> INSTRUCTIONS TO FOLLOW
You are asked to filter the data below and copy every line holding "photo".

> RECORDS SHOWN
· · · · ·

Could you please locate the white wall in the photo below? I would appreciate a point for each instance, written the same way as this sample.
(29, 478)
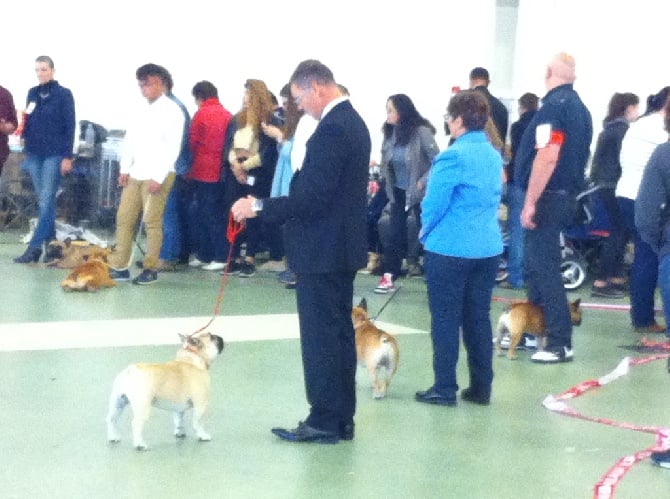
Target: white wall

· · · · ·

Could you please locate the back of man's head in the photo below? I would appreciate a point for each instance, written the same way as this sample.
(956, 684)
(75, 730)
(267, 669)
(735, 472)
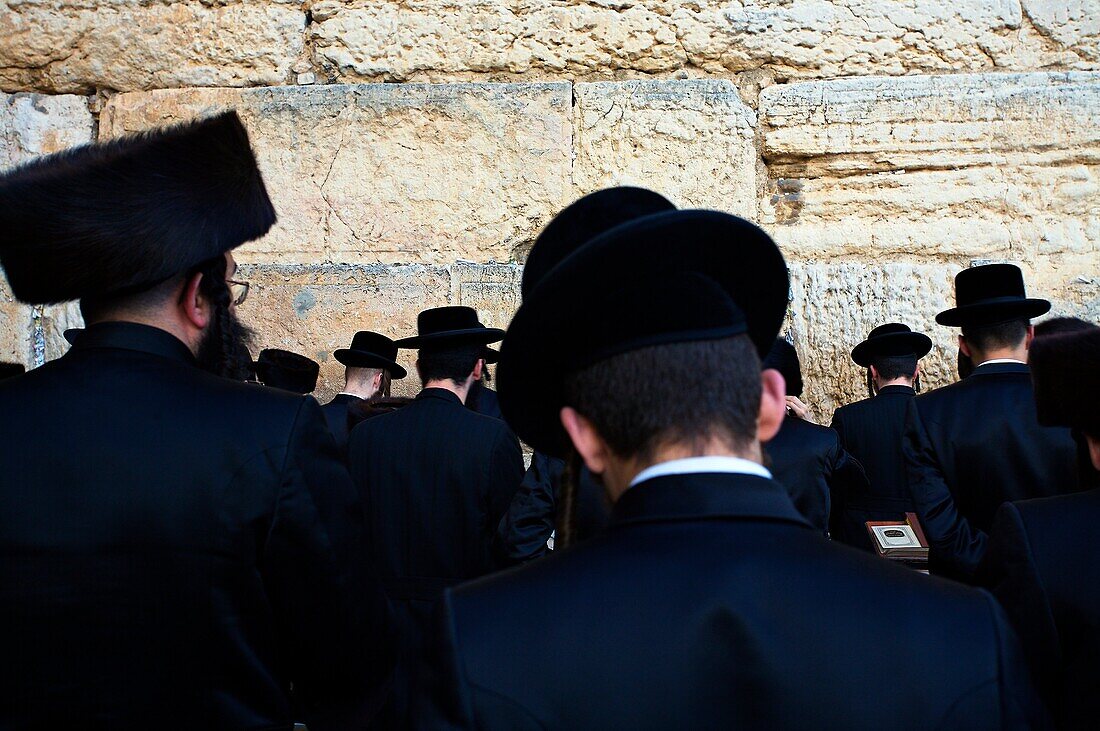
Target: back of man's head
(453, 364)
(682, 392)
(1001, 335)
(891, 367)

· · · · ·

> SOLUTION TO THIS TASK
Could you please locate the white wall in the photo below? I would appreciate a point for each instance, written the same way as this sample.
Could you please locate the back of man's head in the photo below? I would appreciate a point for each instance, written the same way as this sample.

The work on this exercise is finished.